YOUR GOAL — Keep the pictures out of the copy and repeat the records exactly.

Stored items from a collection —
■ ■ ■ ■ ■ ■ ■

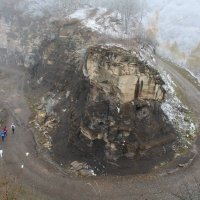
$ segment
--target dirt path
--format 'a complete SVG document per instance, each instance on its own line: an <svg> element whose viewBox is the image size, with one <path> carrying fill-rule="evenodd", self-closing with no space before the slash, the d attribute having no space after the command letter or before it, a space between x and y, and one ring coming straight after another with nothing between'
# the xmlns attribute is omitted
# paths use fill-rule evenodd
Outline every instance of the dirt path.
<svg viewBox="0 0 200 200"><path fill-rule="evenodd" d="M196 115L200 115L200 92L171 66L158 60L185 93L186 100ZM137 175L129 177L70 178L58 171L37 154L33 134L28 129L31 114L25 101L25 75L21 69L0 67L0 97L9 112L8 125L14 122L16 133L9 133L0 159L0 179L16 177L28 191L20 199L48 200L155 200L175 199L171 193L179 191L185 182L193 185L200 180L200 159L192 166L172 175ZM25 155L29 152L29 156ZM24 168L21 168L24 165ZM6 170L5 170L6 169ZM35 197L32 195L34 194Z"/></svg>

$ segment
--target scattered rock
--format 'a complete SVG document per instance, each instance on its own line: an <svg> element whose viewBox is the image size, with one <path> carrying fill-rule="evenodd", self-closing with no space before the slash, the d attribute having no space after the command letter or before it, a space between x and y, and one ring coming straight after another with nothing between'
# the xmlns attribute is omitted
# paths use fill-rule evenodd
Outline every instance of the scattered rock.
<svg viewBox="0 0 200 200"><path fill-rule="evenodd" d="M71 163L70 170L79 176L96 176L94 170L87 163L74 161Z"/></svg>

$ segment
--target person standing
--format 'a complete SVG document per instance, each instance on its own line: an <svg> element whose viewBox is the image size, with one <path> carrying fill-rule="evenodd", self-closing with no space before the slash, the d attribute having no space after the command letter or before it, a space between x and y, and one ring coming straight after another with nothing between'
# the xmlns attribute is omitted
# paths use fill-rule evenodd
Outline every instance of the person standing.
<svg viewBox="0 0 200 200"><path fill-rule="evenodd" d="M14 134L15 133L15 125L14 125L14 123L11 124L11 129L12 129L12 133Z"/></svg>
<svg viewBox="0 0 200 200"><path fill-rule="evenodd" d="M4 131L4 129L1 131L1 139L2 139L2 143L4 143L4 139L5 139L5 131Z"/></svg>
<svg viewBox="0 0 200 200"><path fill-rule="evenodd" d="M5 126L3 130L4 130L4 133L5 133L5 136L7 136L8 128Z"/></svg>

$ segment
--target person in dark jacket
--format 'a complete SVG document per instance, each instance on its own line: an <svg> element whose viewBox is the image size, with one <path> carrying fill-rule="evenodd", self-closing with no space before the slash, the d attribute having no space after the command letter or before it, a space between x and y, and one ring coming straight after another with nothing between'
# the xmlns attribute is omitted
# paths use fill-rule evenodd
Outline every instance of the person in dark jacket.
<svg viewBox="0 0 200 200"><path fill-rule="evenodd" d="M8 128L5 126L3 130L5 132L5 136L7 136L7 134L8 134Z"/></svg>
<svg viewBox="0 0 200 200"><path fill-rule="evenodd" d="M6 136L6 134L5 134L5 131L4 131L4 129L3 129L3 130L1 131L1 140L2 140L2 143L4 143L5 136Z"/></svg>

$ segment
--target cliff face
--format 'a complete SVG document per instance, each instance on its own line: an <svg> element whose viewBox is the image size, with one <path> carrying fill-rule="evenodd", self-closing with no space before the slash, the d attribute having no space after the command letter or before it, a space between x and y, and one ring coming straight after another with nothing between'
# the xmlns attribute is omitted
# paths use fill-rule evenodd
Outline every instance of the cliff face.
<svg viewBox="0 0 200 200"><path fill-rule="evenodd" d="M74 123L69 123L78 148L117 160L138 157L174 140L160 109L165 90L155 69L119 47L90 47L85 57L89 90L80 124L75 125L77 138L70 131Z"/></svg>
<svg viewBox="0 0 200 200"><path fill-rule="evenodd" d="M122 104L136 99L164 99L164 82L158 72L121 48L91 47L86 71L93 90L101 88Z"/></svg>

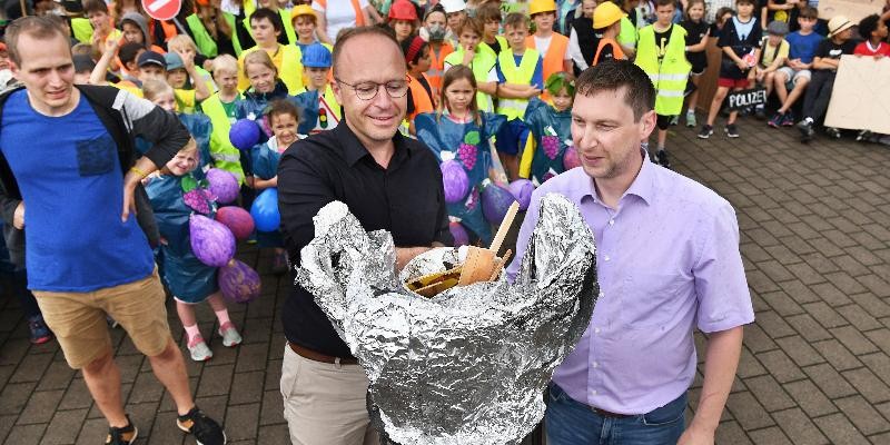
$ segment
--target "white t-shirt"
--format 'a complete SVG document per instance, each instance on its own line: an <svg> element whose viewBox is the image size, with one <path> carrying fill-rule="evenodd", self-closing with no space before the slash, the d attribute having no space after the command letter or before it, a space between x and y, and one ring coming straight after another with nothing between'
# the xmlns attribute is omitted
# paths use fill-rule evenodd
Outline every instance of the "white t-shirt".
<svg viewBox="0 0 890 445"><path fill-rule="evenodd" d="M364 10L368 7L368 0L358 0L358 6ZM337 33L342 29L354 28L356 24L353 0L327 0L327 8L318 1L313 1L313 9L325 17L330 41L337 40Z"/></svg>

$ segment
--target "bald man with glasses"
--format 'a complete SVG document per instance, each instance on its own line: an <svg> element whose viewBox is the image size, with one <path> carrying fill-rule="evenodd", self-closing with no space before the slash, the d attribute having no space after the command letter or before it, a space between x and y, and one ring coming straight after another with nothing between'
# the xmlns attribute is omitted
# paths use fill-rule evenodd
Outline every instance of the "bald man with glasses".
<svg viewBox="0 0 890 445"><path fill-rule="evenodd" d="M299 251L313 239L313 217L334 200L345 202L366 230L393 235L399 269L434 246L451 246L438 161L398 132L409 82L398 42L375 27L344 32L334 47L334 78L344 120L295 142L278 167L291 264L299 266ZM280 389L291 442L379 443L366 407L367 377L312 294L294 285L281 319L287 346Z"/></svg>

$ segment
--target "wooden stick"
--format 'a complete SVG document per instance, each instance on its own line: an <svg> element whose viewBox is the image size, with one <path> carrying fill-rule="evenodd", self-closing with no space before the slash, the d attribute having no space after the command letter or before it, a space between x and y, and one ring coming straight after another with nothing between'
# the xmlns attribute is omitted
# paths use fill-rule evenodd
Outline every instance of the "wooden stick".
<svg viewBox="0 0 890 445"><path fill-rule="evenodd" d="M520 211L520 202L513 201L504 216L504 220L501 221L501 227L497 228L497 235L494 236L492 247L488 248L494 251L494 255L497 255L497 251L501 250L501 245L504 244L504 238L507 236L510 227L513 226L513 219L516 218L517 211Z"/></svg>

■ ■ ■ ■ ■ ■ ■

TASK RESPONSE —
$ segment
--target dirt path
--format 'a complete SVG document per instance, each instance on its own line: an <svg> element whose viewBox is the image size, with one <path> carrying fill-rule="evenodd", self-closing with no space before the slash, the d attribute having no space after the command letter or before it, a space between x and y, and one ring coming straight after another with nothing between'
# the xmlns attribute is omitted
# paths use fill-rule evenodd
Outline every instance of the dirt path.
<svg viewBox="0 0 200 200"><path fill-rule="evenodd" d="M196 115L200 115L200 92L171 66L158 60L185 93L186 100ZM137 175L129 177L70 178L58 171L37 154L33 134L28 129L31 114L25 101L25 75L21 69L0 67L0 97L9 112L8 125L14 122L16 133L9 133L0 159L0 179L16 177L28 191L20 199L48 200L155 200L175 199L171 193L179 191L185 182L193 185L200 180L200 159L192 166L172 175ZM25 155L29 152L29 156ZM24 168L21 168L24 165ZM6 170L5 170L6 169ZM35 197L32 195L34 194Z"/></svg>

$ segment
--target scattered rock
--format 'a complete SVG document per instance, each instance on its own line: an <svg> element whose viewBox is the image size, with one <path> carrying fill-rule="evenodd", self-closing with no space before the slash, the d attribute having no space after the command letter or before it, a space between x and y, and one ring coming straight after another with nothing between'
# the xmlns attribute is omitted
# paths use fill-rule evenodd
Outline every instance of the scattered rock.
<svg viewBox="0 0 200 200"><path fill-rule="evenodd" d="M71 163L70 170L79 176L96 176L94 170L87 163L74 161Z"/></svg>

$ segment
--target person standing
--format 'a complete SVG document per instance, each instance on its own line: an <svg> element whose viewBox is the image size, with one <path> carrying fill-rule="evenodd", self-closing with no space before the slash, the d attribute having no space after the command letter or before it, a space between x and y, and one ring coming straight after another with nothing between'
# the xmlns attribute is omitted
# paths use fill-rule evenodd
Outline every instance of the person standing.
<svg viewBox="0 0 200 200"><path fill-rule="evenodd" d="M14 134L15 133L15 125L14 125L14 123L11 124L11 129L12 129L12 133Z"/></svg>
<svg viewBox="0 0 200 200"><path fill-rule="evenodd" d="M4 131L4 129L1 131L1 139L2 139L2 143L4 143L4 139L5 139L5 131Z"/></svg>
<svg viewBox="0 0 200 200"><path fill-rule="evenodd" d="M5 126L3 130L4 130L4 133L5 133L5 136L7 136L8 128Z"/></svg>

$ segment
--target person in dark jacket
--format 'a complete SVG document per instance, each instance on its own line: an <svg> element whose viewBox is the image size, with one <path> carrying fill-rule="evenodd", self-closing with no space before the slash, the d attribute having no space after the command letter or before it, a space between x and y, and one ring coming straight after another with nothing between'
# the xmlns attribute is omitted
# paths use fill-rule evenodd
Outline every instance of the person in dark jacket.
<svg viewBox="0 0 200 200"><path fill-rule="evenodd" d="M8 128L5 126L3 130L5 132L5 136L7 136L7 134L8 134Z"/></svg>
<svg viewBox="0 0 200 200"><path fill-rule="evenodd" d="M6 136L6 134L5 134L5 131L4 131L4 129L3 129L3 130L1 131L1 140L2 140L2 143L4 143L5 136Z"/></svg>

$ segment
--target cliff face
--format 'a complete SVG document per instance, each instance on its own line: an <svg> element whose viewBox is the image size, with one <path> carrying fill-rule="evenodd", self-closing with no space before the slash, the d attribute having no space after the command letter or before it, a space between x and y, and one ring coming straight after another with nothing between'
# the xmlns attribute is omitted
# paths use fill-rule evenodd
Outline every instance of the cliff face.
<svg viewBox="0 0 200 200"><path fill-rule="evenodd" d="M74 123L69 123L78 148L117 160L138 157L174 140L160 109L165 90L155 69L119 47L90 47L85 57L89 90L80 124L75 125L77 138L70 131Z"/></svg>
<svg viewBox="0 0 200 200"><path fill-rule="evenodd" d="M122 104L136 99L164 99L164 82L158 72L121 48L91 47L86 71L93 90L101 88Z"/></svg>

$ segment
--target "white t-shirt"
--format 'a complete SVG document per instance, each instance on its own line: an <svg> element whose viewBox is the image size, with one <path> carrying fill-rule="evenodd", self-closing with no space before the slash, the d attribute having no space after the command letter or before it, a space between x and y, and one ring coming straight after another with nothing between'
# the xmlns attribute is omitted
# paths use fill-rule evenodd
Outline every instance of the "white t-shirt".
<svg viewBox="0 0 890 445"><path fill-rule="evenodd" d="M364 10L368 7L368 0L358 0L358 6ZM337 33L342 29L354 28L356 24L353 0L327 0L327 8L318 1L313 1L313 9L325 17L330 41L337 40Z"/></svg>

$ segment
--target "bald man with glasses"
--format 'a complete SVG document per instance, each instance on its own line: an <svg> element whose viewBox is the image size, with one <path> carrying fill-rule="evenodd", self-closing with no space before the slash, the d attribute having no space after the command letter or before it, a space between x and y, and one ring coming straight after another with nothing between'
# the xmlns attribute is omitted
# paths use fill-rule evenodd
Outline every instance of the "bald man with glasses".
<svg viewBox="0 0 890 445"><path fill-rule="evenodd" d="M299 251L313 239L313 217L334 200L345 202L366 230L393 235L399 269L434 246L451 246L438 161L398 132L409 82L398 42L375 27L344 32L334 47L334 78L344 120L295 142L278 167L291 264L299 266ZM280 389L291 442L379 443L366 407L367 377L312 294L294 285L281 319L287 346Z"/></svg>

$ segment
--target "wooden stick"
--format 'a complete SVG document per instance, each instance on its own line: an <svg> element whose viewBox is the image size, with one <path> carrying fill-rule="evenodd", self-closing with no space before the slash, the d attribute having no space after the command letter or before it, a space between x and y, and one ring coming straight after another with nothing between'
# the xmlns attribute is omitted
# paths use fill-rule evenodd
Outline every instance of the "wooden stick".
<svg viewBox="0 0 890 445"><path fill-rule="evenodd" d="M520 211L520 202L513 201L504 216L504 220L501 221L501 227L497 228L497 235L494 236L492 247L488 248L494 251L494 255L497 255L497 251L501 250L501 245L504 244L504 238L507 236L510 227L513 226L513 219L516 218L517 211Z"/></svg>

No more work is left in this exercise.